Text block >>
※

Arts & Architecture Program - Field Trips & Excursions
The study program is enhanced by field trips to several of
Central Europe’s most beautiful cities, including Krakow,
Vienna, Budapest, and Berlin. For the most part, during their
time outside of Prague, there is no formal classroom. Instead
lectures are given by local scholars at cooperating institutions
and during tours of museums, galleries, churches, and other
historical landmarks.
Five-Day Trip to Krakow
The town of Krakow has been considered
Poland's Heart for a thousand years. It provides the lifeblood
for the country’s creative genius; to understand Krakow is
to understand Poland. The decision to take our students to
this important city is an easy one, for it provides participants
with a chance to view another face of Central Europe.
Poland is an overwhelmingly catholic country whose proud
history includes many chapters of direct confrontation with
its eastern and western neighbors. The weeklong program
of study concentrates on themes such as Jewish Krakow,
with lectures on the Holocaust, a visit to Auschwitz,
an examination of Primo
Levis’ seminal work, and neighborhood walks of Kazimierz.
We also expose the students to lectures and a shared curriculum
with students at the Dartmore Institute’s main cooperating
institution, Jagiellonian
University, Poland's oldest and most prestigious
institution of higher learning. The students move through
a diverse curriculum that includes Polish Poetry, presentations
on Polish culture, history, post communist social development
and its relationship to the E.U., and visits to
museums and galleries. Students visit the legendary
Salt Mines, spend
a day in nature in a beautiful national park, tour castles
and attend cultural performances. The academic program runs
each morning from 10 a.m. - 2 p.m., and the rest of each day
is given over to non- mandatory cultural activities. Students
are offered group dinners and time to explore this charming
and intimate city on their own. Students are housed in a
very high quality small hotel. The Dartmore staff and students
are the hotel’s only guests for the week, so we will have
the undivided attention and service of the hotel staff.

※

Problem set >>
A. Copy the passage of the field trips text between "Five-Day Trip to" and "of Central Europe.", inclusive.
B. Gather every line of the records that contains the string "closet".

※

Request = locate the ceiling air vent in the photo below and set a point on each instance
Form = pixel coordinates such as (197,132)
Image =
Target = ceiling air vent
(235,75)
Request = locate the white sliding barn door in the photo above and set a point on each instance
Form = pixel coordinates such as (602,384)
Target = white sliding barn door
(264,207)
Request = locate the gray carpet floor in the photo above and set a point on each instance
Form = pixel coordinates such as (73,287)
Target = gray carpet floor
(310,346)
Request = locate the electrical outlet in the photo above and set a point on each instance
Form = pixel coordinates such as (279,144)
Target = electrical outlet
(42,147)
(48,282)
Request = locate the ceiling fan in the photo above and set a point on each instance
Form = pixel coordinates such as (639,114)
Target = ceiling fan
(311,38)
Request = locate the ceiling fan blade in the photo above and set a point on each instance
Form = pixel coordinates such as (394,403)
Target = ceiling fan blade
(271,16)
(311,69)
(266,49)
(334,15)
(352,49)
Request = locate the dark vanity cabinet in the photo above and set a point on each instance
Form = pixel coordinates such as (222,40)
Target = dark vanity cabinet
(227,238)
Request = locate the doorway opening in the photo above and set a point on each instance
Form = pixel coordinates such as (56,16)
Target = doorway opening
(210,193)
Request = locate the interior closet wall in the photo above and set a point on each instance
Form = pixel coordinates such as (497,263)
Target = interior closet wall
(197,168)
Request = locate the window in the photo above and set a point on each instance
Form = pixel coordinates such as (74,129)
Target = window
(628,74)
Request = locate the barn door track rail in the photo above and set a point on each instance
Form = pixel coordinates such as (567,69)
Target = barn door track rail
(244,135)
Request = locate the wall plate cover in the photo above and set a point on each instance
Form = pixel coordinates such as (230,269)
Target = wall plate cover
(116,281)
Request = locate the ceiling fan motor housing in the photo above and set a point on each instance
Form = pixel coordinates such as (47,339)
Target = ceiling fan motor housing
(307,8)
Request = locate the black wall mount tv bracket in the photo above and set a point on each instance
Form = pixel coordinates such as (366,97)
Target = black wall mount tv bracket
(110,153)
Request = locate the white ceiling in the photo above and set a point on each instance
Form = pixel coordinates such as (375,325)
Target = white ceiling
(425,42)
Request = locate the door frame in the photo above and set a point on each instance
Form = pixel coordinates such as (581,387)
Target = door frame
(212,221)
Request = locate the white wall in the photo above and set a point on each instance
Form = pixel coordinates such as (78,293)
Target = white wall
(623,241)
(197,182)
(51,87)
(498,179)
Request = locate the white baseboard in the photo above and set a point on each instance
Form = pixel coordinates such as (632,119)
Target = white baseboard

※

Worked answers >>
A.
Five-Day Trip to Krakow
The town of Krakow has been considered
Poland's Heart for a thousand years. It provides the lifeblood
for the country’s creative genius; to understand Krakow is
to understand Poland. The decision to take our students to
this important city is an easy one, for it provides participants
with a chance to view another face of Central Europe.

B.
Request = locate the interior closet wall in the photo above and set a point on each instance
Target = interior closet wall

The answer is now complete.